## 選段
<<<<

勞動力的使用關系。在勞動報酬權和企業用人權的關系中,權利義務共同指向的對象是使用中的勞動力。潛在的勞動能力是一種非對象化的東西,無法精確計量,難以直接成為勞動報酬權的客體。在社會化大生產條件下的集體勞動過程中,勞動者個人的行為往往是溶合于整體勞動中,通過執行勞動紀律使勞動者的行為符合企業的整體要求。勞動者有償地讓渡勞動力的使用權,具體化為勞動者按用人單位的要求進行勞動,用人單位按勞動量進行分配這樣一種勞動力的使用關系,以運動形式的勞動力為客體。以使用的勞動力為依據,也可將勞動分為腦力勞動、體力勞動、復雜勞動、簡單勞動、本職勞動、兼職勞動等等。

勞動力的保護關系。勞動力與它的物質載體-勞動者的身體密不可分。在休息權和勞動安全衛生權關系中,是以勞動力的物質載體為保護對象的。我國的工時制度、休假制度、勞動安全衛生制度是為保障勞動者在勞動過程中得到安全和健康而建立起來的法律制度。其目的是使勞動者的人身受到保護,從而保護勞動力。以勞動力的物質載體為依據,常以男、女、老、中、青、成年、未成年來分類。

四、筆者在1994年出版的幾部教材中將勞動法律關系的客體概括為“勞動力”,(注:參見董保華主編:《勞動法教程》,上海交通大學出版社1994年版,第58~60頁;董保華主編:《勞動法與勞動爭議實用手冊》,中國檢察出版社1994年版,第70~71頁。)近年來在其他學者的著作和文章中也看到了一些比較接近的提法。(注:參見許建宇:《勞動法新論》,杭州大學出版社1996年版,第47~48頁。)但是,均未充分展開論證。要確立勞動法律關系的客體是勞動力的觀點,還須對有關的批評作回答。在我國曾作過較為系統批評的當推史探徑同志。

他認為,勞動力在法律關系中的地位是有一個發展過程的。在奴隸社會,奴隸不能充當權利主體,只能充當權利客體,他是奴隸主所有的財產,當然談不上他的勞動力另外有什么性質。到了資本主義社會,先是承襲羅馬法的舊觀念。在1804年公布的《法國民法典把雇傭勞動力當作租賃關系,直到1900年《德國民法典》才專門規定了雇傭一節。不論《法國民法典》,還是《德國民法典》,雖把勞動者當作主體,卻把勞動力當作權利客體,勞動力與其持有人分開。20世紀以來,勞動法成為獨立的部門法以后,情況才根本改變。勞動法要促進勞動人格的實現,使勞動力完全人格化,勞動力與持有者合一,由客體轉為主體,其目的是促使對勞動者的完全保護。勞動契約中規定,雇主并非單純地有償接受受雇人的勞動行為,而且要對受雇人在勞動中的安全和健康以及保險、福利等全面負起責任。(注:參見史探徑:《勞動法》,經濟科學出版社1990年版,第78~80頁。)筆者對這一結論不敢茍同。

>>>>

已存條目
<<<<

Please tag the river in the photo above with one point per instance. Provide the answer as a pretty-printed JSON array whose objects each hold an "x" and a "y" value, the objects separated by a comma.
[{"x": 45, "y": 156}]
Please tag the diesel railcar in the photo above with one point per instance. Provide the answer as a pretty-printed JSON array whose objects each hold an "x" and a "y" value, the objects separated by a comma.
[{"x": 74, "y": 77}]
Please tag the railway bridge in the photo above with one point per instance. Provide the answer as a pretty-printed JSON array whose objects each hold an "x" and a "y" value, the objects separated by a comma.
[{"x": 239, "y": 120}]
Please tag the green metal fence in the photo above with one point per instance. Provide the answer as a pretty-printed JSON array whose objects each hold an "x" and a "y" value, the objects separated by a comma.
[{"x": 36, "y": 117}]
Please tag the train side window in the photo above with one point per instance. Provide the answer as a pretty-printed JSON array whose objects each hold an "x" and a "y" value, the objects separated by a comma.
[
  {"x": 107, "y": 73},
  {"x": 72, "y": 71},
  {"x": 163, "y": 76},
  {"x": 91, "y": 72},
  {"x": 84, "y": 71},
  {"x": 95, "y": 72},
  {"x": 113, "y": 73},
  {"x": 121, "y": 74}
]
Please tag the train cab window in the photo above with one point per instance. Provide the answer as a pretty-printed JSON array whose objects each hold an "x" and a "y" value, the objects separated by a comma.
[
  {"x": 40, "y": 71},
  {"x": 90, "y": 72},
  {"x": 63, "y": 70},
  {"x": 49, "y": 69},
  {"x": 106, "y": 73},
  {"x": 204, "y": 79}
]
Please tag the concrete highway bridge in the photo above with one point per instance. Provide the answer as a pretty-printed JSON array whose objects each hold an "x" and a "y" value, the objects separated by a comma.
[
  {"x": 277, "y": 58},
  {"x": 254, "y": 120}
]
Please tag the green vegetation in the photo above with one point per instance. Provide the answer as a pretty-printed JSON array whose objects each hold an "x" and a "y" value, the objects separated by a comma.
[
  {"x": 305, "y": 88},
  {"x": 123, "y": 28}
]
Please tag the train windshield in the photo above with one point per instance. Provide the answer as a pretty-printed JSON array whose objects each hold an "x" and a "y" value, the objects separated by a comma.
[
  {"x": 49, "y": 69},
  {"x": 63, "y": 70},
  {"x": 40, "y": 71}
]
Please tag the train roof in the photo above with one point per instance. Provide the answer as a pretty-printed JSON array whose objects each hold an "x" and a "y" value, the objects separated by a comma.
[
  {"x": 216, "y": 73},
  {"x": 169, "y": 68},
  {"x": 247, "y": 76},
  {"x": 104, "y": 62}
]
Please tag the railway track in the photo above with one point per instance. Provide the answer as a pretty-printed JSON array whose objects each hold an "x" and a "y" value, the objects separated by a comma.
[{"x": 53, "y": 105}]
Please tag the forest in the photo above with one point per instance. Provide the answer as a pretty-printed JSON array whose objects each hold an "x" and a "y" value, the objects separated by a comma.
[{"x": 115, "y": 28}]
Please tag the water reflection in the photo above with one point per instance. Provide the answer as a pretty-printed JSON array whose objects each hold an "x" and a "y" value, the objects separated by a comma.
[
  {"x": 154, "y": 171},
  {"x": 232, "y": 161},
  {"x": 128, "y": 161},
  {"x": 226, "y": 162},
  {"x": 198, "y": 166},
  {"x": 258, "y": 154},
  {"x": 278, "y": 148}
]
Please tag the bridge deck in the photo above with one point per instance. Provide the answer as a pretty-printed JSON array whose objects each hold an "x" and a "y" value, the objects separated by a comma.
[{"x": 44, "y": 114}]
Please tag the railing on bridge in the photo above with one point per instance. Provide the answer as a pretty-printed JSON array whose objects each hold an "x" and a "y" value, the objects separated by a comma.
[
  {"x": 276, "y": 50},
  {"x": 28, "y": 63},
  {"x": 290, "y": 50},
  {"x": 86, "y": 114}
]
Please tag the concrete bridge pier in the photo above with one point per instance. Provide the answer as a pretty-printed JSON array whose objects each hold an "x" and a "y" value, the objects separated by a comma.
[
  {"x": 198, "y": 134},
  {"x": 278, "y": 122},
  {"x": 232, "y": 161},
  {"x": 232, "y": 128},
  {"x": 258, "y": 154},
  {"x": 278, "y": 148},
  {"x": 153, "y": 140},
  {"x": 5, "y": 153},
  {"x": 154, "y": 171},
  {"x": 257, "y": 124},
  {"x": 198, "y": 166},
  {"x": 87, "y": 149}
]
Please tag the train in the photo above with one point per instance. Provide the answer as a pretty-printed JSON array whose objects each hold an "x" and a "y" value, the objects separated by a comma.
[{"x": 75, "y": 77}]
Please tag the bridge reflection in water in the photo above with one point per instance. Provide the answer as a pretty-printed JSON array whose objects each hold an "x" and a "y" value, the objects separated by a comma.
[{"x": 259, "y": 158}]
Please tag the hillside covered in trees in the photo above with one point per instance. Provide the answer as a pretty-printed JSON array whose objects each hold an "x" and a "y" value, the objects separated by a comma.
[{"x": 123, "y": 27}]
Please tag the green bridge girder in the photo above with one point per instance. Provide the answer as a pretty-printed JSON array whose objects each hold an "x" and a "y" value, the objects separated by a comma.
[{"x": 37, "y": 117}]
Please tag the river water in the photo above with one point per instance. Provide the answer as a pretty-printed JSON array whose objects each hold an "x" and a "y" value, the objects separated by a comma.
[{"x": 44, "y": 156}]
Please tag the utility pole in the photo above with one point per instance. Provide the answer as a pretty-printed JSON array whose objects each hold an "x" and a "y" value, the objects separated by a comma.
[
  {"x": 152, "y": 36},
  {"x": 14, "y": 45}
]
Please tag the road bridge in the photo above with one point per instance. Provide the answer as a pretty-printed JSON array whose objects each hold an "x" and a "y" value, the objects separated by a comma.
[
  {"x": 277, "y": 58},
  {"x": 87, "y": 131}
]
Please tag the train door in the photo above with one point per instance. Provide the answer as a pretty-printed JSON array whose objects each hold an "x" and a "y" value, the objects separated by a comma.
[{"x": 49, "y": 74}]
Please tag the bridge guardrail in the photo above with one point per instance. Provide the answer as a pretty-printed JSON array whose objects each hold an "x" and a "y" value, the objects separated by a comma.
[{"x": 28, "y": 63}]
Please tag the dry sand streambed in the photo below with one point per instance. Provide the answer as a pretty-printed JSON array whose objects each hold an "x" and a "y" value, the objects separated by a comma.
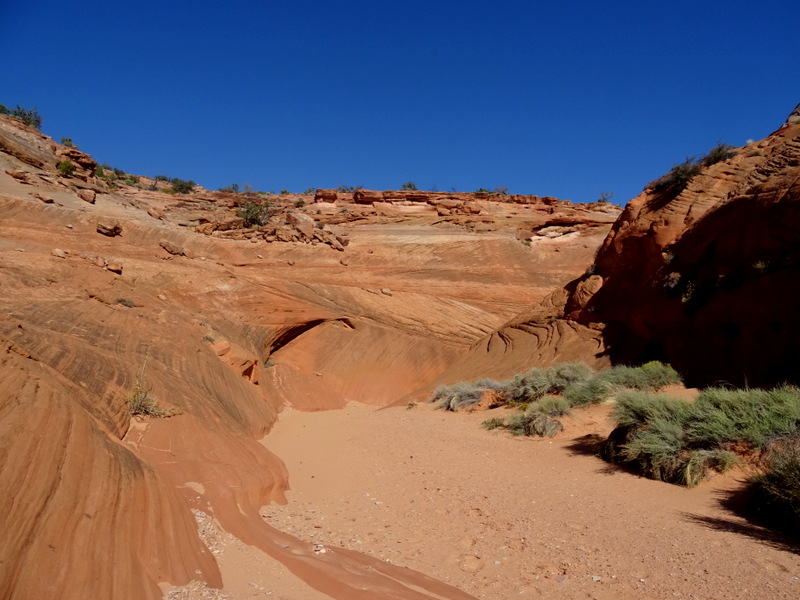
[{"x": 503, "y": 517}]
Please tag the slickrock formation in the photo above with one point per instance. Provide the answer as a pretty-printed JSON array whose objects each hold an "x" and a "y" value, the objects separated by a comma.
[
  {"x": 708, "y": 280},
  {"x": 705, "y": 279},
  {"x": 222, "y": 326}
]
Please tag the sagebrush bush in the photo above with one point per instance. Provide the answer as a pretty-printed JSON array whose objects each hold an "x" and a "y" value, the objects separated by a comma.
[
  {"x": 533, "y": 385},
  {"x": 592, "y": 391},
  {"x": 679, "y": 441},
  {"x": 776, "y": 496},
  {"x": 753, "y": 417},
  {"x": 255, "y": 213},
  {"x": 650, "y": 376},
  {"x": 179, "y": 186},
  {"x": 141, "y": 403},
  {"x": 718, "y": 153}
]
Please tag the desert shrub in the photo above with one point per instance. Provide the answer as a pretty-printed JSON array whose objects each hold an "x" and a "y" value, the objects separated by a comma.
[
  {"x": 533, "y": 385},
  {"x": 717, "y": 154},
  {"x": 65, "y": 168},
  {"x": 651, "y": 376},
  {"x": 552, "y": 406},
  {"x": 604, "y": 197},
  {"x": 141, "y": 402},
  {"x": 678, "y": 177},
  {"x": 255, "y": 213},
  {"x": 459, "y": 395},
  {"x": 591, "y": 391},
  {"x": 494, "y": 423},
  {"x": 776, "y": 492},
  {"x": 180, "y": 186},
  {"x": 753, "y": 417},
  {"x": 29, "y": 116},
  {"x": 678, "y": 441}
]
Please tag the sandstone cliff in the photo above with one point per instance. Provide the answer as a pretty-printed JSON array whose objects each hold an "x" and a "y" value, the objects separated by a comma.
[{"x": 108, "y": 287}]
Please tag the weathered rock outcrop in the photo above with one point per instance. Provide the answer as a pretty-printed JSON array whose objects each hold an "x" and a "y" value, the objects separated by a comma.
[{"x": 708, "y": 280}]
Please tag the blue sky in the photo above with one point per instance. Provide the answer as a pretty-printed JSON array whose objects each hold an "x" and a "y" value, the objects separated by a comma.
[{"x": 568, "y": 99}]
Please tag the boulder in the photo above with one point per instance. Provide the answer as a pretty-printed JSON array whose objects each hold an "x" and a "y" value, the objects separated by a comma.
[
  {"x": 109, "y": 228},
  {"x": 87, "y": 195},
  {"x": 367, "y": 196},
  {"x": 326, "y": 196},
  {"x": 172, "y": 248}
]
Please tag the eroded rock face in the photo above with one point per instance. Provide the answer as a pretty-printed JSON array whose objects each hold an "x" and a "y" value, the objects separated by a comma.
[
  {"x": 708, "y": 280},
  {"x": 323, "y": 305}
]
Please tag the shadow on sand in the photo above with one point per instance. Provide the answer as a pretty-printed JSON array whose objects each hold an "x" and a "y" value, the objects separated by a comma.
[{"x": 738, "y": 502}]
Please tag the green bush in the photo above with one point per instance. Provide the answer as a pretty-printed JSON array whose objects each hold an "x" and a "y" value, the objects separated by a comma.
[
  {"x": 776, "y": 497},
  {"x": 255, "y": 213},
  {"x": 591, "y": 391},
  {"x": 753, "y": 417},
  {"x": 141, "y": 403},
  {"x": 553, "y": 406},
  {"x": 717, "y": 154},
  {"x": 651, "y": 376},
  {"x": 494, "y": 423},
  {"x": 679, "y": 441},
  {"x": 28, "y": 116},
  {"x": 65, "y": 168},
  {"x": 181, "y": 186},
  {"x": 533, "y": 385}
]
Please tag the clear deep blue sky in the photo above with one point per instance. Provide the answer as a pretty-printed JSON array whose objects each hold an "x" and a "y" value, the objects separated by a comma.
[{"x": 563, "y": 98}]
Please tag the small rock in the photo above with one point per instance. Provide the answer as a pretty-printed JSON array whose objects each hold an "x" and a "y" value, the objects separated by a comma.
[
  {"x": 109, "y": 229},
  {"x": 172, "y": 248},
  {"x": 470, "y": 564},
  {"x": 87, "y": 196}
]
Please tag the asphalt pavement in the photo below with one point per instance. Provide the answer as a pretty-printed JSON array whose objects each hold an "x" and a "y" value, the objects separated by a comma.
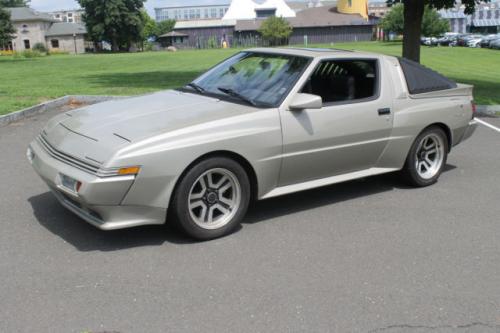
[{"x": 371, "y": 255}]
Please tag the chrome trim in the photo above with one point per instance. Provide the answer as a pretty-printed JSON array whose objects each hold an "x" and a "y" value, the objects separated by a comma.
[{"x": 78, "y": 163}]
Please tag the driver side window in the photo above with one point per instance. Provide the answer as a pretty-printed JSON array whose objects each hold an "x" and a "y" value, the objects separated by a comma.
[{"x": 338, "y": 81}]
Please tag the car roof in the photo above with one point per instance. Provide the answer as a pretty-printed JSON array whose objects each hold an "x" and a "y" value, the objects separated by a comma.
[{"x": 313, "y": 52}]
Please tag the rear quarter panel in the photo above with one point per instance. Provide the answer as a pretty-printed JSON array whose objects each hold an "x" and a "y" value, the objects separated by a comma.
[
  {"x": 413, "y": 113},
  {"x": 255, "y": 136}
]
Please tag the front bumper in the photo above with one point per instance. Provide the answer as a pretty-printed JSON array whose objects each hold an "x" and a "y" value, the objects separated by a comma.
[
  {"x": 98, "y": 200},
  {"x": 471, "y": 128}
]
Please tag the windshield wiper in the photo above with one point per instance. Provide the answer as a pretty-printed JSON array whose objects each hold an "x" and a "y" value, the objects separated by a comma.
[
  {"x": 235, "y": 94},
  {"x": 196, "y": 87}
]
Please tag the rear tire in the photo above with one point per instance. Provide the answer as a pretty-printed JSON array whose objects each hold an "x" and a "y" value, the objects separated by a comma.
[
  {"x": 427, "y": 158},
  {"x": 212, "y": 198}
]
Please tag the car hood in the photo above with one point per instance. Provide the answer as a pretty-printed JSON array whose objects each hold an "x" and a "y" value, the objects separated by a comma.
[{"x": 95, "y": 132}]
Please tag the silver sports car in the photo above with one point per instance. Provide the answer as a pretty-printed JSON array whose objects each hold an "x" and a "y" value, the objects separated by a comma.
[{"x": 263, "y": 123}]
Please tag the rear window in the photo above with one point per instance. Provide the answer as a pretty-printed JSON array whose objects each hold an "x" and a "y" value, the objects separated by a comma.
[{"x": 421, "y": 79}]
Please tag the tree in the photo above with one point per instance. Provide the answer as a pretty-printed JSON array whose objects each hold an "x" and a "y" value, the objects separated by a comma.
[
  {"x": 118, "y": 22},
  {"x": 394, "y": 20},
  {"x": 149, "y": 26},
  {"x": 413, "y": 17},
  {"x": 275, "y": 30},
  {"x": 164, "y": 27},
  {"x": 14, "y": 3},
  {"x": 432, "y": 24},
  {"x": 7, "y": 30}
]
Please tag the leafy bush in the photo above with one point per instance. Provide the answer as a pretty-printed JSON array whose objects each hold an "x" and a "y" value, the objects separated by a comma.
[
  {"x": 57, "y": 52},
  {"x": 32, "y": 54},
  {"x": 212, "y": 42},
  {"x": 275, "y": 30},
  {"x": 40, "y": 47},
  {"x": 6, "y": 53}
]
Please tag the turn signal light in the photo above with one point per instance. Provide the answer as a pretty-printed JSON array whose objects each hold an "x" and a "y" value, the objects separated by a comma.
[{"x": 129, "y": 171}]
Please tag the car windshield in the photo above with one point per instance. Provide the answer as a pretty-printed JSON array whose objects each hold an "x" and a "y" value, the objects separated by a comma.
[{"x": 259, "y": 79}]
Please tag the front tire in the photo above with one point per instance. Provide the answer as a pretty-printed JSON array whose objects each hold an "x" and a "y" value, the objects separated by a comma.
[
  {"x": 427, "y": 158},
  {"x": 212, "y": 198}
]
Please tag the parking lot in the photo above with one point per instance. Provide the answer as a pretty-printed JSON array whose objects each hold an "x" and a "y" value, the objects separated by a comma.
[{"x": 366, "y": 256}]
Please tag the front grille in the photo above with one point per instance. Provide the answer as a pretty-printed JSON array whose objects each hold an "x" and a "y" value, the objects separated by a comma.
[{"x": 68, "y": 159}]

>>>>

## 指定任務 A
逐一列出資料列中含有字串“roof”的每一行,整行照抄。
## 指定任務 B
接續上文論述勞動法律關係客體的選段,從其最後一句之後往下續寫。

## 任務輸出 A
Please tag the train roof in the photo above with one point per instance. Provide the answer as a pretty-printed JSON array whose objects each hold an "x" and a "y" value, the objects separated by a comma.
Please tag the car roof in the photo above with one point per instance. Provide the answer as a pretty-printed JSON array whose objects each hold an "x" and a "y" value, the objects separated by a comma.

## 任務輸出 B
奴隸社會存在人身所有關系,不僅生產資料成為私有物,勞動力也被視為私有物。“人也可以成為商品,如果把人變為奴隸,人力也是可以交換和消費的。”(注:《馬克思恩格斯選集》第4卷,人民出版社1972年版,第172頁。)勞動者成為侵略戰爭的掠奪對象,成為債務的抵押品,成為商品的一個品種。奴隸主占有了奴隸的人身,也就占有了其藏于軀體內的勞動力。這時成為奴隸主財產權客體的不是勞動力而是勞動者。封建社會存在人身依附關系。中世紀在權利問題上采用了一種簡單的思維方式,它把個人及其權利都歸結為“身份”,身份關系決定一切,從而使權利成為極少數封建主的權利,權利是作為一種特權而存在,這時勞動者只是作為一種義務主體而存在。可見,在自然經濟狀態下,勞動力的所有與勞動力的使用完全統一,并不存在兩者的分離。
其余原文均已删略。